[EXERCISE PROMPT] Where the word "ground" occurs in a line of the data, return the whole line.

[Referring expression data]

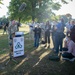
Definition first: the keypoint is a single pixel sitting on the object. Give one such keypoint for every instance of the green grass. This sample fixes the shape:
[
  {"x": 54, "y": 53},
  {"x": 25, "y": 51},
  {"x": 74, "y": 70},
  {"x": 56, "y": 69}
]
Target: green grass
[{"x": 35, "y": 61}]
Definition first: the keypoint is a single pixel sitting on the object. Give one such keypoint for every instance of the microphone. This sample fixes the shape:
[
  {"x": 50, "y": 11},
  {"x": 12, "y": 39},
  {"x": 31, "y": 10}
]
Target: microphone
[{"x": 22, "y": 7}]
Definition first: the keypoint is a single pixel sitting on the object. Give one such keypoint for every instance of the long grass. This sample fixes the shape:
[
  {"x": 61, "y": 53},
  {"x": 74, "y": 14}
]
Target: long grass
[{"x": 35, "y": 60}]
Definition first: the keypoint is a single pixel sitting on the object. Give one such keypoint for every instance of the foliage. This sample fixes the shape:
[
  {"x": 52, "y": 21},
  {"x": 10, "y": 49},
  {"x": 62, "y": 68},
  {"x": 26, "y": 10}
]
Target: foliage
[{"x": 35, "y": 9}]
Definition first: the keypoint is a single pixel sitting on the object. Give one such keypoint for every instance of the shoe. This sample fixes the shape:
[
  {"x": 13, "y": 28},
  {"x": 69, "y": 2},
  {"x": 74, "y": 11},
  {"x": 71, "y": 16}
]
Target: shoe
[
  {"x": 69, "y": 59},
  {"x": 60, "y": 52},
  {"x": 45, "y": 45},
  {"x": 48, "y": 46}
]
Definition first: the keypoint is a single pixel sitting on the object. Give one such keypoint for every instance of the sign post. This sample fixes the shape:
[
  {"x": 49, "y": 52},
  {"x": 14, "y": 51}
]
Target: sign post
[{"x": 18, "y": 46}]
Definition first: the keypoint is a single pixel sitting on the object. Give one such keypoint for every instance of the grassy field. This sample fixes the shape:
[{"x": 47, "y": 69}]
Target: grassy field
[{"x": 34, "y": 62}]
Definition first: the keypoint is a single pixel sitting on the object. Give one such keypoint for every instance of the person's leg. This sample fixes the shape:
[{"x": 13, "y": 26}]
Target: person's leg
[
  {"x": 60, "y": 43},
  {"x": 35, "y": 39},
  {"x": 67, "y": 55},
  {"x": 65, "y": 49},
  {"x": 56, "y": 43},
  {"x": 45, "y": 39},
  {"x": 48, "y": 41}
]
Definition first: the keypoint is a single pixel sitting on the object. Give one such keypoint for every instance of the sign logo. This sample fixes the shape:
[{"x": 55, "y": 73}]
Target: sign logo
[{"x": 18, "y": 45}]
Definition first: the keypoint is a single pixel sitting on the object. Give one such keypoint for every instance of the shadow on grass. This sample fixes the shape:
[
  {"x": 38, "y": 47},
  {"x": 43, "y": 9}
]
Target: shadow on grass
[{"x": 36, "y": 62}]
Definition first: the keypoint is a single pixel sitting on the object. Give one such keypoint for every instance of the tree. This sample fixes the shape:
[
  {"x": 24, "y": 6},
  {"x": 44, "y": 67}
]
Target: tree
[{"x": 35, "y": 9}]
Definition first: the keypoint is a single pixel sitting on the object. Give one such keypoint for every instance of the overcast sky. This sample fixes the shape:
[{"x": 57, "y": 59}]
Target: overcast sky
[{"x": 66, "y": 8}]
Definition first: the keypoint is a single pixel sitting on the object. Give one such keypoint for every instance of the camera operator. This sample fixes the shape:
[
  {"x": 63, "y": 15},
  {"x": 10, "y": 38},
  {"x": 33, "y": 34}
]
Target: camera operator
[{"x": 12, "y": 28}]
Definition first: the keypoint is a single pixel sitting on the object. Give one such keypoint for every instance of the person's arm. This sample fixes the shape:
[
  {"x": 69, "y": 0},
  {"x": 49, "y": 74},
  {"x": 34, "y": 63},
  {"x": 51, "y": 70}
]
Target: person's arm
[{"x": 70, "y": 47}]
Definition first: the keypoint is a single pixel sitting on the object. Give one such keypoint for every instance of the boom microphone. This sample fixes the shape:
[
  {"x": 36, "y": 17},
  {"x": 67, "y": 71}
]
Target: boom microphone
[{"x": 22, "y": 7}]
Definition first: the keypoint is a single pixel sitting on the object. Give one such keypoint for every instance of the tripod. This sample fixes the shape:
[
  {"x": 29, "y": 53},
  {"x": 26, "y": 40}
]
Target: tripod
[
  {"x": 11, "y": 55},
  {"x": 11, "y": 59}
]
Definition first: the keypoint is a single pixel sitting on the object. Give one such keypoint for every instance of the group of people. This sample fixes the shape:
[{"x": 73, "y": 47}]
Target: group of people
[{"x": 57, "y": 32}]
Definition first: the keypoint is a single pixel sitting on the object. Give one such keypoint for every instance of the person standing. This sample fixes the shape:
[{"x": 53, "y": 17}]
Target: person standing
[
  {"x": 37, "y": 35},
  {"x": 59, "y": 35},
  {"x": 47, "y": 34}
]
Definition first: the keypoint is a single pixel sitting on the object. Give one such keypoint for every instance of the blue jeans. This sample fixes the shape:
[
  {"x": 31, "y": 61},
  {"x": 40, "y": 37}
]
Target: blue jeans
[
  {"x": 66, "y": 54},
  {"x": 36, "y": 41},
  {"x": 58, "y": 42}
]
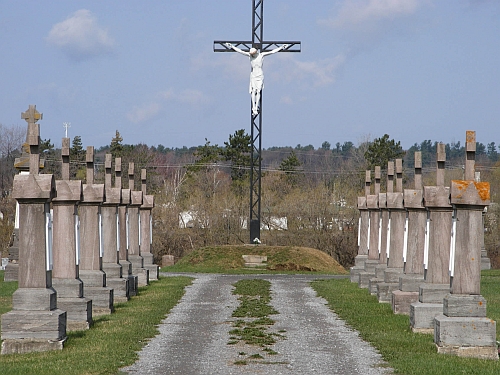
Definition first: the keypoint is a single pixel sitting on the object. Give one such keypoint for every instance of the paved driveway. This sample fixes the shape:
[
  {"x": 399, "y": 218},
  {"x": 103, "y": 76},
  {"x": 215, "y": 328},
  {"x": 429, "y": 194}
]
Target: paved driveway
[{"x": 194, "y": 337}]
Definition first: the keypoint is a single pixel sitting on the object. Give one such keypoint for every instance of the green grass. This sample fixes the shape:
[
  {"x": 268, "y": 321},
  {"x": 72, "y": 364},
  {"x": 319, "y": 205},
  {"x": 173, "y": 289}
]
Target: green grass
[
  {"x": 113, "y": 341},
  {"x": 6, "y": 290},
  {"x": 252, "y": 329},
  {"x": 407, "y": 352}
]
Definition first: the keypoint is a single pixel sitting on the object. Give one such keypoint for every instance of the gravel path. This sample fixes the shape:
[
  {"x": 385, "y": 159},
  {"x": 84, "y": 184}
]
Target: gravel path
[{"x": 193, "y": 338}]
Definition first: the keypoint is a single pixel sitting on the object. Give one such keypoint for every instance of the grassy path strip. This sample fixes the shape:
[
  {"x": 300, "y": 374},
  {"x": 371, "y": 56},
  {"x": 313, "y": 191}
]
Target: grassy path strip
[
  {"x": 113, "y": 341},
  {"x": 406, "y": 352},
  {"x": 254, "y": 308}
]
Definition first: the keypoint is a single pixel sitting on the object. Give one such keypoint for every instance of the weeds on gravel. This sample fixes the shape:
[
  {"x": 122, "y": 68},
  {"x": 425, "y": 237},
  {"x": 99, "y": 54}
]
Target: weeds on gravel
[
  {"x": 254, "y": 308},
  {"x": 111, "y": 343},
  {"x": 407, "y": 352}
]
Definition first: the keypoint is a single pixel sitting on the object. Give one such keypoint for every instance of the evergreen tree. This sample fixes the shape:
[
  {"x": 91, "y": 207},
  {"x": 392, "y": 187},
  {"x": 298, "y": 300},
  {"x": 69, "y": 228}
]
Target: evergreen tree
[
  {"x": 382, "y": 150},
  {"x": 77, "y": 159},
  {"x": 116, "y": 146},
  {"x": 238, "y": 151}
]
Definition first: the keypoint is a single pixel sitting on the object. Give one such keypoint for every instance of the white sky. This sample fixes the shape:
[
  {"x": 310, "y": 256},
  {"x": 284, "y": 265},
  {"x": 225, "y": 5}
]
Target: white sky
[{"x": 414, "y": 69}]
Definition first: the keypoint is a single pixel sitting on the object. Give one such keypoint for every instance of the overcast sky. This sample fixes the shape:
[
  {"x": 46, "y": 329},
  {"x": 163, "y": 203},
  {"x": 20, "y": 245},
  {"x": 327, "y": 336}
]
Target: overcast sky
[{"x": 414, "y": 69}]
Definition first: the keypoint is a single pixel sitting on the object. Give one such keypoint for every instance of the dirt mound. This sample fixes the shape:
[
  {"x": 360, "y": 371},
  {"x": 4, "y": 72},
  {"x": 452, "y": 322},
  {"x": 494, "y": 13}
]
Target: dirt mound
[{"x": 279, "y": 258}]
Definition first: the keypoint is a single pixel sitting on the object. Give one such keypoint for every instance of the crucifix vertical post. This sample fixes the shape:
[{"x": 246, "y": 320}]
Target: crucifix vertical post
[{"x": 258, "y": 43}]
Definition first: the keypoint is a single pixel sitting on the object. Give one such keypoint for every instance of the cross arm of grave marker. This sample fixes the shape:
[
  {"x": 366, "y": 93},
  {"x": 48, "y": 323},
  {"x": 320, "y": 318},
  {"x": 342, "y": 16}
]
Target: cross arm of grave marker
[{"x": 221, "y": 46}]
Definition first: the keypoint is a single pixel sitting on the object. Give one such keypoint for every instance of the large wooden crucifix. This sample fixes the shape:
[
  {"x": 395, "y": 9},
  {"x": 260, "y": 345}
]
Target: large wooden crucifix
[{"x": 256, "y": 49}]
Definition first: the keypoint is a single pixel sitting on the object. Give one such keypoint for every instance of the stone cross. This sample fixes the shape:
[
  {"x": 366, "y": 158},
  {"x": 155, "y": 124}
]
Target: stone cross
[
  {"x": 409, "y": 283},
  {"x": 65, "y": 158},
  {"x": 463, "y": 328},
  {"x": 32, "y": 116},
  {"x": 437, "y": 277},
  {"x": 134, "y": 251},
  {"x": 90, "y": 268},
  {"x": 373, "y": 233},
  {"x": 35, "y": 323},
  {"x": 265, "y": 46},
  {"x": 147, "y": 229},
  {"x": 110, "y": 259},
  {"x": 397, "y": 218}
]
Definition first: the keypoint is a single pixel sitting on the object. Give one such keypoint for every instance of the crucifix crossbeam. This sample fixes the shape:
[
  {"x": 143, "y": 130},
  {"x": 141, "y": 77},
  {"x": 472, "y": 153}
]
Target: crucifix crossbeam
[{"x": 256, "y": 49}]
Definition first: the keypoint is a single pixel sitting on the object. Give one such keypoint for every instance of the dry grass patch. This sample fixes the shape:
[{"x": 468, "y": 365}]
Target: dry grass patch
[{"x": 279, "y": 258}]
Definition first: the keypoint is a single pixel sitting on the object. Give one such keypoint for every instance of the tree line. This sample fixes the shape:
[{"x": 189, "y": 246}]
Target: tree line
[{"x": 314, "y": 189}]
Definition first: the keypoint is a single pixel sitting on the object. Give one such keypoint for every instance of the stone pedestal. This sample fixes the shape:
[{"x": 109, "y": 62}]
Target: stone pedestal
[
  {"x": 65, "y": 270},
  {"x": 34, "y": 323},
  {"x": 134, "y": 255},
  {"x": 12, "y": 268},
  {"x": 110, "y": 257},
  {"x": 146, "y": 239},
  {"x": 123, "y": 243},
  {"x": 90, "y": 267},
  {"x": 437, "y": 279},
  {"x": 360, "y": 259},
  {"x": 463, "y": 329}
]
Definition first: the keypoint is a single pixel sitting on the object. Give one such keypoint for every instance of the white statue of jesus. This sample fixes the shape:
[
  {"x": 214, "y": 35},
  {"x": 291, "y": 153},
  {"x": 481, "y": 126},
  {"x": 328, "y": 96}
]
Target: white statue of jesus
[{"x": 257, "y": 74}]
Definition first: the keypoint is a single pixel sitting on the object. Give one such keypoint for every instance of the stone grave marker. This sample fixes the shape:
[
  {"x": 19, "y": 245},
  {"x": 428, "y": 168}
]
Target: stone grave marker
[
  {"x": 22, "y": 166},
  {"x": 35, "y": 323},
  {"x": 413, "y": 276},
  {"x": 65, "y": 272},
  {"x": 124, "y": 231},
  {"x": 373, "y": 234},
  {"x": 436, "y": 274},
  {"x": 383, "y": 231},
  {"x": 463, "y": 328},
  {"x": 359, "y": 261},
  {"x": 146, "y": 228},
  {"x": 397, "y": 218},
  {"x": 91, "y": 273},
  {"x": 134, "y": 230},
  {"x": 110, "y": 257}
]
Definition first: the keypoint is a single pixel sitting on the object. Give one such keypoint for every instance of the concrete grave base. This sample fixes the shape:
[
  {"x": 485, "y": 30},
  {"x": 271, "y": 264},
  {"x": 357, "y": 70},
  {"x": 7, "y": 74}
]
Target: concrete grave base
[
  {"x": 133, "y": 285},
  {"x": 466, "y": 336},
  {"x": 120, "y": 289},
  {"x": 34, "y": 299},
  {"x": 482, "y": 352},
  {"x": 11, "y": 272},
  {"x": 392, "y": 275},
  {"x": 384, "y": 291},
  {"x": 167, "y": 260},
  {"x": 112, "y": 270},
  {"x": 126, "y": 267},
  {"x": 150, "y": 266},
  {"x": 142, "y": 276},
  {"x": 32, "y": 328},
  {"x": 372, "y": 285},
  {"x": 92, "y": 278},
  {"x": 464, "y": 305},
  {"x": 359, "y": 260},
  {"x": 485, "y": 261},
  {"x": 364, "y": 279},
  {"x": 139, "y": 270},
  {"x": 253, "y": 261},
  {"x": 102, "y": 300},
  {"x": 67, "y": 288},
  {"x": 79, "y": 312},
  {"x": 354, "y": 273},
  {"x": 370, "y": 265},
  {"x": 422, "y": 316},
  {"x": 380, "y": 271},
  {"x": 153, "y": 271},
  {"x": 401, "y": 301},
  {"x": 410, "y": 282},
  {"x": 433, "y": 293},
  {"x": 21, "y": 346}
]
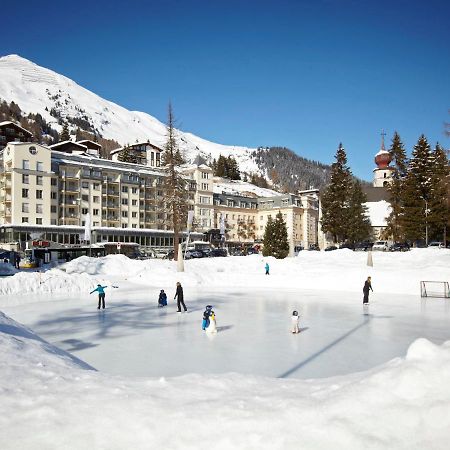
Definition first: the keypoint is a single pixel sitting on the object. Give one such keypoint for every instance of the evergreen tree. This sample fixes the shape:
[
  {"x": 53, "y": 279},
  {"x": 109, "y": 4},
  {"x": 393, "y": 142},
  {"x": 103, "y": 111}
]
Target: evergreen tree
[
  {"x": 358, "y": 224},
  {"x": 335, "y": 199},
  {"x": 439, "y": 215},
  {"x": 175, "y": 200},
  {"x": 64, "y": 135},
  {"x": 418, "y": 191},
  {"x": 396, "y": 189},
  {"x": 276, "y": 238}
]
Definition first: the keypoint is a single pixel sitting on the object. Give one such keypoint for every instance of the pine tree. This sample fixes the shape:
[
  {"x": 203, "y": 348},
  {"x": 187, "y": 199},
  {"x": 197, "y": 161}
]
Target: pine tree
[
  {"x": 359, "y": 227},
  {"x": 275, "y": 238},
  {"x": 417, "y": 192},
  {"x": 335, "y": 198},
  {"x": 396, "y": 189},
  {"x": 175, "y": 200},
  {"x": 439, "y": 214},
  {"x": 64, "y": 135}
]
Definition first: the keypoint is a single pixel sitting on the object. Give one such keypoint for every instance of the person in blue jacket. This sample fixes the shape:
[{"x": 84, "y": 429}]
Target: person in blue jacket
[
  {"x": 162, "y": 300},
  {"x": 101, "y": 295}
]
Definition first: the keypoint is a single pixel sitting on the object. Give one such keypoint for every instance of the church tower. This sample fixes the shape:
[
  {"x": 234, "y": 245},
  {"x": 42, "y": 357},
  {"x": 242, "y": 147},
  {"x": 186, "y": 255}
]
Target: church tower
[{"x": 382, "y": 174}]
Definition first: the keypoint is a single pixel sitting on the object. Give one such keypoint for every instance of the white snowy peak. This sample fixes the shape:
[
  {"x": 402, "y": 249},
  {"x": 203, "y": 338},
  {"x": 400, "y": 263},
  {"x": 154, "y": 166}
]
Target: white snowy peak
[{"x": 39, "y": 90}]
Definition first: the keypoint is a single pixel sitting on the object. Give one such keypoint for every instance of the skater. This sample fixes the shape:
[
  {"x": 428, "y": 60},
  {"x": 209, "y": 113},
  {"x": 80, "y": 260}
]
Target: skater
[
  {"x": 295, "y": 319},
  {"x": 101, "y": 295},
  {"x": 206, "y": 314},
  {"x": 367, "y": 286},
  {"x": 162, "y": 300},
  {"x": 180, "y": 297},
  {"x": 212, "y": 323}
]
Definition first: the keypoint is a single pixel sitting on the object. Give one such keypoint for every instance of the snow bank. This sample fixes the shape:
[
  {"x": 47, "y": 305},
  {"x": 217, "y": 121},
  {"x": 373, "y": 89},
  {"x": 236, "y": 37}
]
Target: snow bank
[
  {"x": 340, "y": 270},
  {"x": 402, "y": 404}
]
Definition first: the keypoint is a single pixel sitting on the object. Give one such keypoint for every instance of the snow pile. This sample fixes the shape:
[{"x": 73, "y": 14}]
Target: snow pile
[
  {"x": 402, "y": 404},
  {"x": 340, "y": 270}
]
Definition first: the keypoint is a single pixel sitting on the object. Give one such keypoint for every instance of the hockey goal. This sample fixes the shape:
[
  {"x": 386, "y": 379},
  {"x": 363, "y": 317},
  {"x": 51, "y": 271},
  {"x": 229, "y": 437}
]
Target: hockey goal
[{"x": 434, "y": 289}]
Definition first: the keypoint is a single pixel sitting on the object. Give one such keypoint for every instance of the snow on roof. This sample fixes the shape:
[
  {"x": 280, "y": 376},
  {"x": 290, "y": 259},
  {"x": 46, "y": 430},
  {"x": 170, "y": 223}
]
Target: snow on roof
[
  {"x": 378, "y": 212},
  {"x": 236, "y": 187}
]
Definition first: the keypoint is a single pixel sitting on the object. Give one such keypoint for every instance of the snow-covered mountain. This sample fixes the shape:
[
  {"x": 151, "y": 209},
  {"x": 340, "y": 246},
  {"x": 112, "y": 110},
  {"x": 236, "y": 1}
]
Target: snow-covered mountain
[{"x": 39, "y": 90}]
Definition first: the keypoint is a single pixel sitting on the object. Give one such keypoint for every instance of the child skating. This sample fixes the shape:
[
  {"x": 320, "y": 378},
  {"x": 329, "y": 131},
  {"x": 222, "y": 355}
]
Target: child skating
[{"x": 295, "y": 319}]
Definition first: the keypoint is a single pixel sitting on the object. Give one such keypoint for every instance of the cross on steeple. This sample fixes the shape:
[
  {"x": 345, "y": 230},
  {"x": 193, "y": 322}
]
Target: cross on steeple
[{"x": 382, "y": 139}]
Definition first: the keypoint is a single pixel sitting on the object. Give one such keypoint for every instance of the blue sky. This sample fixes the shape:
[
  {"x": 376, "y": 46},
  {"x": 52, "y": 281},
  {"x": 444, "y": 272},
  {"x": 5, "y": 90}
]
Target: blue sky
[{"x": 305, "y": 75}]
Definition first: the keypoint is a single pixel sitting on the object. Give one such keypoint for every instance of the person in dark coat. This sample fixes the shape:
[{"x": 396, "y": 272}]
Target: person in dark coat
[
  {"x": 162, "y": 300},
  {"x": 366, "y": 288},
  {"x": 180, "y": 297}
]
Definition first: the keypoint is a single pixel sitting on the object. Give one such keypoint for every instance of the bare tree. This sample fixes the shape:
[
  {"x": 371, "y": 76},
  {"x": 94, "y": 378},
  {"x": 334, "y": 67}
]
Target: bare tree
[{"x": 175, "y": 192}]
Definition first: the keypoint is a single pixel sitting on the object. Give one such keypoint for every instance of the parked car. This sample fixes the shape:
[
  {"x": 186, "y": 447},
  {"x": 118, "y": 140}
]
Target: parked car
[
  {"x": 218, "y": 252},
  {"x": 436, "y": 244},
  {"x": 399, "y": 247},
  {"x": 363, "y": 246},
  {"x": 380, "y": 246}
]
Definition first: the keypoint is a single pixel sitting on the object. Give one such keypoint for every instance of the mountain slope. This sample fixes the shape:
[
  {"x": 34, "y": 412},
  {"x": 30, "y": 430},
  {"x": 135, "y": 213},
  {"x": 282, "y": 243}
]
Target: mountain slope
[{"x": 58, "y": 99}]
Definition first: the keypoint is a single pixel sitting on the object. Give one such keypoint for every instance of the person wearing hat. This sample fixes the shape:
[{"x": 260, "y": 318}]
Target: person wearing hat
[
  {"x": 366, "y": 288},
  {"x": 101, "y": 295},
  {"x": 180, "y": 297}
]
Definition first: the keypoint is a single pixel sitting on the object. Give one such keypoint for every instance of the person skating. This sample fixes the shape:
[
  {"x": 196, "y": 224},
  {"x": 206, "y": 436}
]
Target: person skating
[
  {"x": 180, "y": 297},
  {"x": 101, "y": 295},
  {"x": 162, "y": 300},
  {"x": 206, "y": 314},
  {"x": 295, "y": 318},
  {"x": 212, "y": 323},
  {"x": 366, "y": 288}
]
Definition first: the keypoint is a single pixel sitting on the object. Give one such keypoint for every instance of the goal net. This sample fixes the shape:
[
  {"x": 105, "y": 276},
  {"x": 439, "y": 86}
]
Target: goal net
[{"x": 434, "y": 289}]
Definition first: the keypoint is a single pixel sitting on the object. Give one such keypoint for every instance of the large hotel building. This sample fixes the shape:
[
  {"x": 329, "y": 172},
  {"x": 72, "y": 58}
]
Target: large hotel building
[{"x": 46, "y": 193}]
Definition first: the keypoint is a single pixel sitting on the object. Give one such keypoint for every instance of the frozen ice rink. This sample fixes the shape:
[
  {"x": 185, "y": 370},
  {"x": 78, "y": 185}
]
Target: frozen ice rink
[{"x": 338, "y": 335}]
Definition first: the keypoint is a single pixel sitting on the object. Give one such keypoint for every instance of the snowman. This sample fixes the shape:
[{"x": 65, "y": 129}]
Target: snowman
[{"x": 212, "y": 323}]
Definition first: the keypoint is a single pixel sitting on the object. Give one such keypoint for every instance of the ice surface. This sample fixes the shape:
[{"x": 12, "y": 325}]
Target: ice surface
[{"x": 339, "y": 336}]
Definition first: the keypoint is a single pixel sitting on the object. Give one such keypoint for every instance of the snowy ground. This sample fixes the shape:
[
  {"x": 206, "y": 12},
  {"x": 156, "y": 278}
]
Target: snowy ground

[TASK SOLUTION]
Definition first: the keypoint is a single pixel sitting on the object. Give one such keypoint for every instance of the snowy ground. This sample fixes the shape:
Target: snowy ground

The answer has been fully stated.